New England Myths & Legends: The Vampires Of Woodstock, Vermont

Many of our favorite hauntings, horrors and ghost stories seem to have their roots in New England – I mean, we pretty much invented witches, or at least made them famous! With writers like Stephen King and H.P. Lovecraft taking their famous inspirations from early New England myths and legends, I thought it would be fun to explore the real stories behind some of these tales!

First up is the Legend of the Woodstock Vampires.

More than 200 years after the Satanic panic that led to the famous Salem Witch Trials, yet another supernatural delusion took holds of New England. During the 19th century Vermont and several other New England states were in the midst of a terrible outbreak of tuberculosis – known at the time as consumption.

In the 1800’s little was known about how the disease spread, but it seemed to affect several members within the same family. This led to the belief that the deceased were returning to “drain the life” from their loved ones, and eventually resulted in “Vampiric Panic.”

The events surrounding the death of Frederick Ransom, a 20-year-old student at Dartmouth College, were surely not the first spark on the flames of vampiric panic in Woodstock, but the story became quite famous because the young man hailed from a well-to-do family, making him an unlikely victim.

After the boy died on February 14, 1817 his father became convinced that his son had become a vampire and would return to drain the rest of the family. He ordered the body exhumed and had the heart removed and burned in order to protect them.

In 1830 a man named Corwin died of consumption and was laid to rest in Woodstock’s Cushing Cemetery. 6 months later, Corwin’s brother also became afflicted with tuberculosis leading many prominent men in the village, including Dr. Joseph Gallup and Dr. John Powers from the Vermont Medical College to leap to the drastic conclusion that Corwin had returned from the dead to feed on his brother’s life force.

• **RECORDED DATA**
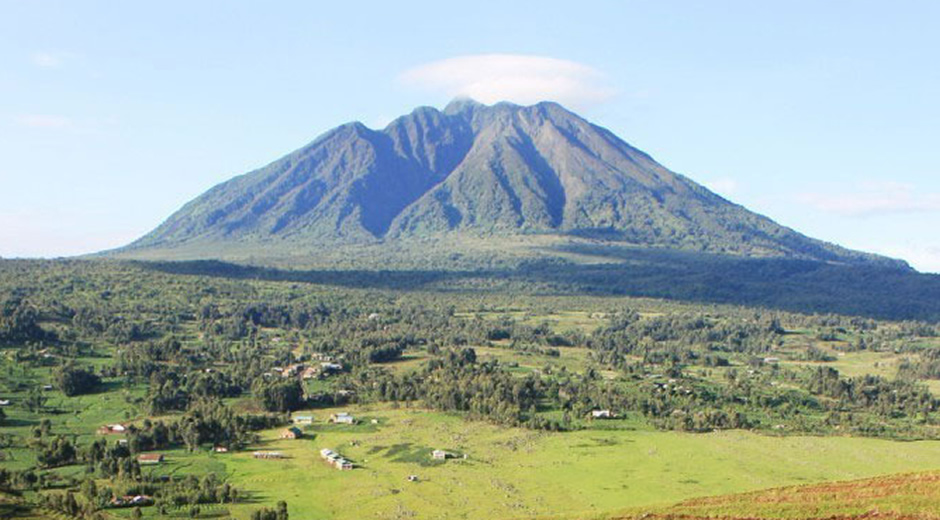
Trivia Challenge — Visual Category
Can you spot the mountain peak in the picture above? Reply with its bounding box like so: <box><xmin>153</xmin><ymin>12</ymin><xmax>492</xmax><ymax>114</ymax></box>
<box><xmin>114</xmin><ymin>102</ymin><xmax>908</xmax><ymax>272</ymax></box>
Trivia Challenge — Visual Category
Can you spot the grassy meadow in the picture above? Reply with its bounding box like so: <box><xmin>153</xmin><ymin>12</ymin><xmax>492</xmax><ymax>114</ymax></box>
<box><xmin>110</xmin><ymin>406</ymin><xmax>940</xmax><ymax>519</ymax></box>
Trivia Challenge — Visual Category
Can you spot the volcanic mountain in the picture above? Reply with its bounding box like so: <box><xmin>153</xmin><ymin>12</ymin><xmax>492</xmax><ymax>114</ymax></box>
<box><xmin>117</xmin><ymin>100</ymin><xmax>904</xmax><ymax>267</ymax></box>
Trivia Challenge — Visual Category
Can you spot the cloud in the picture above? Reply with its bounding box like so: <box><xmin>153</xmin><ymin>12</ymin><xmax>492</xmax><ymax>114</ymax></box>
<box><xmin>16</xmin><ymin>114</ymin><xmax>72</xmax><ymax>129</ymax></box>
<box><xmin>800</xmin><ymin>182</ymin><xmax>940</xmax><ymax>217</ymax></box>
<box><xmin>399</xmin><ymin>54</ymin><xmax>615</xmax><ymax>108</ymax></box>
<box><xmin>30</xmin><ymin>52</ymin><xmax>62</xmax><ymax>69</ymax></box>
<box><xmin>705</xmin><ymin>177</ymin><xmax>738</xmax><ymax>197</ymax></box>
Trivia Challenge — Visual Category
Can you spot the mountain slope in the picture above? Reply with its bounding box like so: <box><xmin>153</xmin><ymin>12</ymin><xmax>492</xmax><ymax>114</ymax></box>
<box><xmin>118</xmin><ymin>101</ymin><xmax>905</xmax><ymax>267</ymax></box>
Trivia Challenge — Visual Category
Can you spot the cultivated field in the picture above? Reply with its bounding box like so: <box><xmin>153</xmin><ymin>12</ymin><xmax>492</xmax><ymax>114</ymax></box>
<box><xmin>119</xmin><ymin>406</ymin><xmax>940</xmax><ymax>519</ymax></box>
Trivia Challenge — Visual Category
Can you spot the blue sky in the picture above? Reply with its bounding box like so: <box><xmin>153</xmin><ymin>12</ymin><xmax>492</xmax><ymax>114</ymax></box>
<box><xmin>0</xmin><ymin>0</ymin><xmax>940</xmax><ymax>272</ymax></box>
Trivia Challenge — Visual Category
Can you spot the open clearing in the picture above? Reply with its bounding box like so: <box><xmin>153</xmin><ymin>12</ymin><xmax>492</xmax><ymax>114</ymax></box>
<box><xmin>129</xmin><ymin>406</ymin><xmax>940</xmax><ymax>519</ymax></box>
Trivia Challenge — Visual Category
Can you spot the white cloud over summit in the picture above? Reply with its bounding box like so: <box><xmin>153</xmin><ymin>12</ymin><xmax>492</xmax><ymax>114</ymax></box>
<box><xmin>399</xmin><ymin>54</ymin><xmax>615</xmax><ymax>109</ymax></box>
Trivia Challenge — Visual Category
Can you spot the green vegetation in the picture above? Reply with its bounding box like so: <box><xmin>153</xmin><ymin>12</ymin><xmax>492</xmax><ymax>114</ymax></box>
<box><xmin>0</xmin><ymin>261</ymin><xmax>940</xmax><ymax>519</ymax></box>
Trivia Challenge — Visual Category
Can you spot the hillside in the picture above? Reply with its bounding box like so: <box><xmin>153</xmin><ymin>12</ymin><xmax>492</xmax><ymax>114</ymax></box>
<box><xmin>116</xmin><ymin>100</ymin><xmax>907</xmax><ymax>268</ymax></box>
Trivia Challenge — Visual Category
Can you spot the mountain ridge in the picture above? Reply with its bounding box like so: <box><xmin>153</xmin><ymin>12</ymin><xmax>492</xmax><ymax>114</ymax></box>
<box><xmin>112</xmin><ymin>99</ymin><xmax>909</xmax><ymax>269</ymax></box>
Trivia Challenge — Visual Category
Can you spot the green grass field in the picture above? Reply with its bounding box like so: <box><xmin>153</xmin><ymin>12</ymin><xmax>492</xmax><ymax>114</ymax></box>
<box><xmin>123</xmin><ymin>407</ymin><xmax>940</xmax><ymax>519</ymax></box>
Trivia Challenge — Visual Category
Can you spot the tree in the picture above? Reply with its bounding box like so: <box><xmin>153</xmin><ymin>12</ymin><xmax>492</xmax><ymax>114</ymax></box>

• **PROMPT A**
According to the Woodstock vampires article, what did Frederick Ransom's father have done to his son's body?
• **PROMPT B**
Carry on the Woodstock vampires article from its final sentence.
The lines are separate material, not part of the Woodstock vampires article.

• **ANSWER A**
He had the body exhumed and the heart removed and burned.

• **ANSWER B**
The body was exhumed for an autopsy and the examination supposedly revealed that Corwin’s heart was still fresh-looking and engorged with blood, not decayed at all. The heart was publicly burned in the Woodstock town square.

The most famous case of all did not occur in Woodstock, but in Exeter, Rhode Island. By this time New England was consumed by tuberculosis and the panic that began in Vermont had spread, thanks in part to the October 9, 1890 edition of The Vermont Standard which ran the sensational headline: “Vampirism in Woodstock.”

In 1892 the mother of Mercy Lena Brown died of tuberculosis and the disease spread throughout her Exeter family like wildfire killing a daughter, a son and finally, Mercy. George Brown, Mercy’s father did not believe in vampires, but neighbors convinced him that someone in his family must be to blame for the mystery illness.

He reluctantly agreed to have his daughter exhumed allegedly revealing that her body was fresh and had turned in its grave. Her heart supposedly contained fresh blood. Believing that this was evidence that Mercy was a vampire who had caused the outbreak, the villagers cut out the heart, burned it, mixed the remains with water, and forced Mercy’s surviving brother to drink it in an effort to protect him from illness – it didn’t.